→ EXERCISE DETAILS
Copy out every line from the start of the records through the line that contains "left=85, top=168, right=102, bottom=178", both ends included, with the requests kept in place. Add 121 to each bounding-box coordinate in the answers.

[Dataset entries]

****

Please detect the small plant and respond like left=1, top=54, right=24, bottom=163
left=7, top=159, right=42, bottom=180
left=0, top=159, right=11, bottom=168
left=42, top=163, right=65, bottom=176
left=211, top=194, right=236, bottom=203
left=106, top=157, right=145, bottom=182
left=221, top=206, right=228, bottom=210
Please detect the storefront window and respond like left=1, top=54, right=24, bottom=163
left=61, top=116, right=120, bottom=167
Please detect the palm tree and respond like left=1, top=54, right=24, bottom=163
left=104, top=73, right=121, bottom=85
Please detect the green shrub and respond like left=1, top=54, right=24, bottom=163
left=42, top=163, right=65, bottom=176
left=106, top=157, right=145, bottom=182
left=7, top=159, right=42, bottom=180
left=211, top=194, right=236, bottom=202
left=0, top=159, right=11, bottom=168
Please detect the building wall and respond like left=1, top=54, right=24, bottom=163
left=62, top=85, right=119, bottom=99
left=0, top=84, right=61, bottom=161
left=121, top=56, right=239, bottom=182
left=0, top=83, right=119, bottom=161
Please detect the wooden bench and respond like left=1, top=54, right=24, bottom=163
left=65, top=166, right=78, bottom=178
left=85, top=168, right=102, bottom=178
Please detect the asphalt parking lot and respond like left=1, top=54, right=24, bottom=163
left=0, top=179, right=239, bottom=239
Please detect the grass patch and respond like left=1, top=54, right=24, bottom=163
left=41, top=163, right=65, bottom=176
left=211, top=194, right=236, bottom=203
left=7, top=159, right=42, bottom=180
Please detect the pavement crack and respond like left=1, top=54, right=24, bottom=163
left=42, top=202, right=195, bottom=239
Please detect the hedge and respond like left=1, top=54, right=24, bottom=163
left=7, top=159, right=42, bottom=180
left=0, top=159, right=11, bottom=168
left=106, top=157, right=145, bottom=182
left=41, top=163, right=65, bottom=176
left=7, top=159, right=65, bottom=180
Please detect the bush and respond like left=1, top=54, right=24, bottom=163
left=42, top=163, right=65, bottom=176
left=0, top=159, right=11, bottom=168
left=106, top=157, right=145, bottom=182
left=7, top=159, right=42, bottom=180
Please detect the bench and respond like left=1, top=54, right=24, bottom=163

****

→ TASK RESULT
Please detect the small plant and respond like left=1, top=54, right=24, bottom=163
left=128, top=280, right=163, bottom=301
left=121, top=280, right=132, bottom=289
left=163, top=284, right=186, bottom=297
left=332, top=315, right=357, bottom=324
left=227, top=278, right=266, bottom=303
left=342, top=327, right=349, bottom=331
Please detect the storefront window and respond like left=1, top=54, right=24, bottom=163
left=182, top=237, right=241, bottom=288
Please detect the palm tree and respond like left=1, top=54, right=24, bottom=163
left=225, top=194, right=242, bottom=206
Please detect the green shrub and respond like left=1, top=54, right=24, bottom=163
left=163, top=284, right=186, bottom=297
left=227, top=278, right=266, bottom=303
left=128, top=280, right=163, bottom=301
left=332, top=315, right=357, bottom=323
left=121, top=280, right=132, bottom=289
Please detect the building wall and respond like left=1, top=54, right=24, bottom=163
left=183, top=206, right=240, bottom=220
left=121, top=205, right=182, bottom=282
left=242, top=177, right=360, bottom=303
left=121, top=204, right=240, bottom=282
Please detect the wooden bench and respond like left=1, top=54, right=24, bottom=163
left=186, top=287, right=199, bottom=299
left=206, top=289, right=223, bottom=299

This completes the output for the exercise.